Supplied information section start

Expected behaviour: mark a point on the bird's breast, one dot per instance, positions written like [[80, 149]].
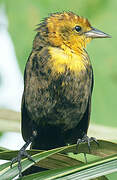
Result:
[[62, 60]]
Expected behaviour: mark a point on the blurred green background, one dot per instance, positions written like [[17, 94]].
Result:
[[23, 17]]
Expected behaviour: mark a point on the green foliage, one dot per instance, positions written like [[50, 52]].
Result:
[[65, 166]]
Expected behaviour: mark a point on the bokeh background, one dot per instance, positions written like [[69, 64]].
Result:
[[24, 15]]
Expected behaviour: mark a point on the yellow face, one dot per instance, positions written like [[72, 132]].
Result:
[[68, 29]]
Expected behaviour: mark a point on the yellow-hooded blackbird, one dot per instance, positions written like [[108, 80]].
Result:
[[58, 83]]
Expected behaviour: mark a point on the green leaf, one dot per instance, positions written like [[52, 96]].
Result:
[[85, 172], [8, 172]]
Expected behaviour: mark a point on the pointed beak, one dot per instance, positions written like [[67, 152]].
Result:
[[95, 33]]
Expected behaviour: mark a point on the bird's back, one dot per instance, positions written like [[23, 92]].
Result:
[[56, 94]]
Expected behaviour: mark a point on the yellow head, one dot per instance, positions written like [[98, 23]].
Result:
[[68, 29]]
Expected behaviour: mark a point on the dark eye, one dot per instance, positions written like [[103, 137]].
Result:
[[78, 28]]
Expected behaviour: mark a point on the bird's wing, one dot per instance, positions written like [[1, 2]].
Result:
[[26, 126], [84, 123], [36, 101]]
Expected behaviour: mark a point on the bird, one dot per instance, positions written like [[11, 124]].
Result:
[[58, 84]]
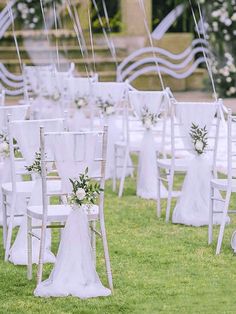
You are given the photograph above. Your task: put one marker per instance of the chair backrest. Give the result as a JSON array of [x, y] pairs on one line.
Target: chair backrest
[[81, 86], [156, 102], [202, 114], [16, 112], [231, 147], [72, 153], [24, 142], [2, 98]]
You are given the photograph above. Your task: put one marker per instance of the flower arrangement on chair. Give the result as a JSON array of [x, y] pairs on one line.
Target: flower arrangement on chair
[[36, 165], [56, 95], [107, 107], [84, 192], [199, 138], [148, 118], [4, 145], [80, 101], [30, 14]]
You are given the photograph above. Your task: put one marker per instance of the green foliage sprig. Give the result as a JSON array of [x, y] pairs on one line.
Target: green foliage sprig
[[199, 138], [107, 107], [148, 118], [4, 145], [36, 165], [84, 191]]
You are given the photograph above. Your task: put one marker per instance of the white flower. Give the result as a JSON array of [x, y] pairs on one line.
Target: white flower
[[228, 22], [232, 90], [80, 194], [4, 147], [81, 102], [233, 17], [110, 110], [147, 123], [216, 13], [199, 145]]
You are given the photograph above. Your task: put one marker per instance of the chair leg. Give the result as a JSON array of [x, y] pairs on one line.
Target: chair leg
[[158, 193], [41, 252], [122, 179], [106, 255], [169, 199], [4, 219], [211, 210], [9, 229], [222, 226], [93, 241], [114, 170], [29, 248]]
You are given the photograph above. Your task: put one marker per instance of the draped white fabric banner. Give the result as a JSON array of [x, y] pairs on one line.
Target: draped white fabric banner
[[74, 272], [192, 207], [28, 138], [18, 252], [147, 168]]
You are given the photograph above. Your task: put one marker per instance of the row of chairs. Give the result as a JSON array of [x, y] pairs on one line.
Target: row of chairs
[[43, 134]]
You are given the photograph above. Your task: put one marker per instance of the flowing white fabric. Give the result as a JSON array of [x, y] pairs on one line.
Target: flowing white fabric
[[19, 249], [192, 207], [16, 112], [72, 155], [5, 176], [28, 135], [114, 92], [147, 168], [74, 272]]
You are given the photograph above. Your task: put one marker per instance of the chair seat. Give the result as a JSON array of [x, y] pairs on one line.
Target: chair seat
[[180, 164], [59, 213], [135, 146], [222, 184], [25, 188]]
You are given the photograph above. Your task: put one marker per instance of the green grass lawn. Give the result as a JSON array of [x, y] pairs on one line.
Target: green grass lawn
[[157, 268]]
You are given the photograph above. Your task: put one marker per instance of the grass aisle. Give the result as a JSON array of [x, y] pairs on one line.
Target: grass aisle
[[157, 268]]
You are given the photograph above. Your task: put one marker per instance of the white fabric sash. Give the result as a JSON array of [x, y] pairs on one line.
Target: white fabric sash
[[74, 272], [192, 207]]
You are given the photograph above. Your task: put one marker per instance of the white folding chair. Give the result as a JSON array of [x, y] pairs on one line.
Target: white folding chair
[[18, 112], [227, 186], [134, 129], [26, 135], [179, 160], [73, 152], [2, 97]]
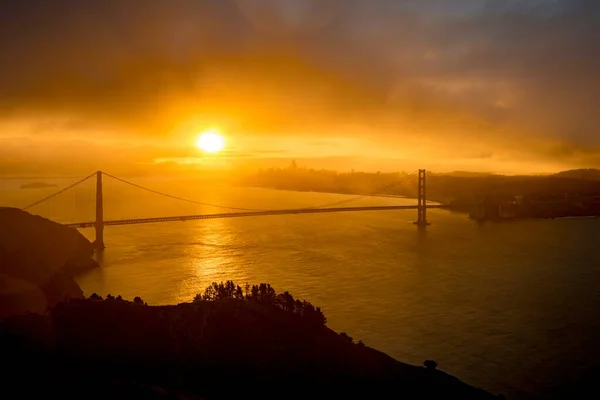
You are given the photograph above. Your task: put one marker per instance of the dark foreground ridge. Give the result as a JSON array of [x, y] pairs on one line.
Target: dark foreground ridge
[[38, 258], [210, 349], [228, 343]]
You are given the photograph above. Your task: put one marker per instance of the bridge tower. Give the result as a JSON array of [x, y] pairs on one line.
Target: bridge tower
[[99, 223], [422, 200]]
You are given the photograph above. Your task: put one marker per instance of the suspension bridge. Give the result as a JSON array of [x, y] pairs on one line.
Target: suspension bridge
[[100, 222]]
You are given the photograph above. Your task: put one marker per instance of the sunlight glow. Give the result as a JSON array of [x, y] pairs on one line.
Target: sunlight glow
[[211, 142]]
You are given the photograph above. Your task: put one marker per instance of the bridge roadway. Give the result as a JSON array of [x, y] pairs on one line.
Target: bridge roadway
[[248, 214]]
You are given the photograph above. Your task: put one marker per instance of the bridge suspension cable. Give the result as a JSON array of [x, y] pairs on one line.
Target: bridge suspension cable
[[181, 198], [59, 192], [360, 196]]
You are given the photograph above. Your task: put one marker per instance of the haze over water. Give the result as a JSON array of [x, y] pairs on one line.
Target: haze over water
[[511, 307]]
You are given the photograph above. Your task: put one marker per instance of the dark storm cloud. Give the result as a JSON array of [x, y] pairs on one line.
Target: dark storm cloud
[[526, 67]]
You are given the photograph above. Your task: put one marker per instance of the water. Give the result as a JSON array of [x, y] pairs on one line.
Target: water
[[512, 307]]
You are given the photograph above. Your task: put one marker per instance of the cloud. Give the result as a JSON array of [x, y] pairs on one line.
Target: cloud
[[455, 73]]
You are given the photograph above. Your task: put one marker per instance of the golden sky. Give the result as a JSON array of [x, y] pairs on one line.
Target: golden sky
[[488, 85]]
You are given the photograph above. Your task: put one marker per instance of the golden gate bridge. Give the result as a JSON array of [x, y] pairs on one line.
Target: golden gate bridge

Supplied information section end

§ **Try it**: Since the copy must contain no pictures, return only the text of the records, exactly as it stands.

§ **Solution below**:
Expected behaviour: mark a point on the bird's breast, one dot per instance, positions written like [[80, 149]].
Result:
[[62, 60]]
Expected behaviour: mark a point on the blurred green background, one dot per instance, positions written like [[17, 94]].
Result:
[[23, 17]]
Expected behaviour: mark a point on the green foliage, one dot per instance, positions written like [[50, 52]].
Result:
[[65, 166]]
Expected behaviour: mark a point on the bokeh background, one dot per instance, positions written like [[69, 64]].
Result:
[[24, 15]]
Expected behaviour: mark a point on the yellow face, one dot per instance, positions written like [[72, 132]].
Result:
[[68, 29]]
Expected behaviour: mark a point on the yellow-hooded blackbird, one dot per instance, positions written like [[108, 80]].
Result:
[[58, 83]]
Expected behaviour: mark a point on the green leaf, one dot per instance, positions written like [[52, 96]].
Result:
[[85, 172], [8, 172]]
Expected behaviour: mark a point on the pointed beak, one dot per instance, positions written like [[67, 152]].
Result:
[[95, 33]]
Expected behaviour: mark a point on the bird's back, one dot per instance, positions written like [[23, 92]].
Result:
[[56, 94]]
Expected behaviour: mark a point on the yellow head, one dot per instance, positions written like [[98, 23]].
Result:
[[68, 29]]
Expected behaviour: mark a point on the dark eye, one dot per instance, positions written like [[103, 137]].
Result:
[[78, 28]]
Expected behaviour: mark a point on the bird's wing, one dot per instance, positions written like [[1, 2]].
Result:
[[26, 126], [84, 123], [36, 101]]
Expected behaviour: mark a point on the bird, one dot per instance, positions written like [[11, 124]].
Result:
[[58, 84]]
You are given the photograph above. Your task: put one marker per instance of the chair backrest. Give the result as a JSON array of [x, y] pairs on one line.
Target: chair backrest
[[81, 86], [156, 102], [202, 114], [16, 112], [231, 147], [72, 153], [24, 142], [2, 98]]
You are given the photograph above. Your task: put one marker per instance of the flower arrangement on chair. Give the result as a JSON array of [x, y] pairs on one line.
Target: flower arrangement on chair
[[36, 165], [56, 95], [107, 107], [84, 192], [199, 138], [148, 118], [4, 145], [80, 101], [30, 14]]
You are given the photograph above. Your task: put one marker per instance of the green foliage sprig. Give the result as a JSON array of [x, y] pairs on one line.
Target: green foliage sprig
[[199, 138], [107, 107], [148, 118], [4, 145], [36, 165], [84, 191]]
You are given the photograph above. Your task: put one marker per instance of the white flower. Give the result as a JSON array of [x, y] pairs on one line.
Target: white flower
[[228, 22], [232, 90], [80, 194], [4, 147], [81, 102], [233, 17], [110, 110], [147, 123], [216, 13], [199, 145]]
You are given the photograph above. Your task: put one marker per instance of the chair leg. Give the result as a JSON array of [x, y] pairs on one line.
Target: chair leg
[[158, 193], [41, 252], [122, 179], [106, 255], [169, 199], [4, 219], [211, 210], [9, 229], [222, 226], [93, 241], [114, 170], [29, 248]]
You are given the photograph above. Your task: put one marker per instance of the draped white fabric banner. Give the result as a JSON array of [x, y] pairs on one line.
Target: draped white fabric banner
[[74, 272], [192, 207], [28, 138], [18, 252], [147, 168]]
You are given the photograph above. Your task: put one marker per instance of the row of chairs. Give the result as a JSON array of [x, y] pairs on one line.
Target: row of chairs
[[43, 134]]
You are given the photograph above. Your task: put one marker per instance of the flowing white fabric. Give the result as a JSON array of [x, y] pairs on one line.
Target: flowing white fabric
[[19, 249], [192, 207], [16, 112], [72, 155], [5, 176], [28, 135], [114, 92], [147, 168], [74, 272]]
You are given the photograph above. Your task: put one marker per instance of the chair seat. Give the result as a JSON array of [x, y] pairs on one line.
Target: chair seat
[[180, 164], [59, 213], [135, 146], [222, 184], [25, 188]]
You are given the photograph above. Your task: put one marker per instance of the green grass lawn. Give the result as a JSON array of [x, y] pairs on one line.
Target: green grass lawn
[[157, 268]]
You are given the photograph above. Your task: put one marker per instance of the grass aisle. Give the result as a JSON array of [x, y] pairs on one line.
Target: grass aisle
[[157, 268]]
You are given the photograph above. Your task: put one marker per instance of the white fabric sash. Give the result as a JSON array of [x, y] pairs on one line.
Target: white fabric sash
[[74, 272], [192, 207]]
You are given the photograph above. Your task: put one marker per instance of the white folding chair. Give the result as a JSON array of [x, y] pairs on one line.
Target: white folding chair
[[18, 112], [227, 186], [134, 129], [26, 135], [179, 160], [73, 152], [2, 97]]
You are given the photograph above. Your task: put one marker per instance of the dark foreground ridge. Give the result as a JSON array of [x, y] pairs on one line.
Target: dark foreground ridge
[[38, 258], [210, 349], [228, 343]]
You are given the photograph above. Your task: put one marker per instance of the bridge tower. Give the result as a JSON array of [x, y] pairs on one line.
Target: bridge tower
[[99, 223], [422, 200]]
You are given the photograph above. Your task: put one marker per instance of the suspension bridge. Give the result as a JSON array of [x, y] pairs on one line.
Target: suspension bridge
[[100, 222]]
You are given the photograph above. Your task: put one marker per instance of the sunlight glow. Give the result as a JSON array of [x, y] pairs on one line.
Target: sunlight glow
[[211, 142]]
You are given the photograph above. Your task: put one marker per instance of the bridge roadway. Give the result as a JSON array of [x, y] pairs on one line.
Target: bridge roadway
[[248, 214]]
You are given the photograph above. Your task: put one marker per instance of the bridge suspension cable. Give the result as a JSON array of [x, y] pairs on one line.
Target: bridge suspension cable
[[181, 198], [59, 192], [360, 196]]
You are given the photograph above. Your task: put one marker per instance of the haze over water. Give the result as a JSON array of [x, y] pairs on one line.
Target: haze over water
[[511, 307]]
You are given the photograph above. Your task: put one marker per instance of the dark storm cloud. Give the result as a JSON array of [x, y] pairs on one line.
Target: dark storm cloud
[[526, 67]]
You are given the photograph above. Your task: put one marker per instance of the water. Give the result as a JSON array of [x, y] pairs on one line.
Target: water
[[512, 307]]
You are given the photograph above. Your task: put one marker per instance of the cloud. Give the result as a JSON array of [x, y] pairs on one line.
Target: cloud
[[455, 73]]
You are given the photograph above. Your task: put one marker per instance of the golden sky. Give the result as a JSON array of [x, y] pairs on one line.
Target: golden sky
[[488, 85]]
You are given the photograph above. Your task: put one marker per instance of the golden gate bridge. Give the result as a JSON array of [x, y] pairs on one line.
Target: golden gate bridge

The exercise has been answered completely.